# Task goal:
Copy out the stretch from the line containing "Wildlife-count tagging: point out every instance of the blonde" through the end of the lines, requests included, and shift every coordinate in the answers by adding 86 to each number.

(Excerpts of location labeling data)
** start **

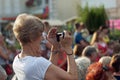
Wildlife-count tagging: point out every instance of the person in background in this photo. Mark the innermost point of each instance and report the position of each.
(3, 75)
(82, 65)
(85, 32)
(116, 48)
(97, 71)
(87, 57)
(90, 52)
(78, 39)
(115, 64)
(45, 45)
(29, 64)
(77, 50)
(105, 60)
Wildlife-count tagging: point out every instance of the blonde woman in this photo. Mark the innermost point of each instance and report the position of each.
(29, 64)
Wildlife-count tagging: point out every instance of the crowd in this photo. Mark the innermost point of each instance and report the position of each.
(48, 55)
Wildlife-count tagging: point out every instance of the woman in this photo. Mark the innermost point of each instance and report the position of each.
(29, 64)
(3, 75)
(97, 71)
(115, 64)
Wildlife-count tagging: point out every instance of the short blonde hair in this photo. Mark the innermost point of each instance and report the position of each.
(27, 28)
(105, 60)
(3, 74)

** end **

# The answer:
Wildlife-count tagging: point out every instance of the blonde woman in this photo. Mark the innermost point of each instance and report the position of each.
(115, 150)
Wildlife-count tagging: point out every instance of the crowd in this photo. Mark the innermost point of each instance and report the position of each.
(134, 141)
Wildlife-count tagging: point out every instance of the woman in this photo. Mark the innermost point of each instance and report the position of each.
(115, 150)
(89, 161)
(183, 157)
(201, 150)
Wildlife-count tagging: point out every instance of the short blonde hair in this photo. Mark the innermost point of each instance and report the position of each.
(113, 114)
(191, 146)
(89, 160)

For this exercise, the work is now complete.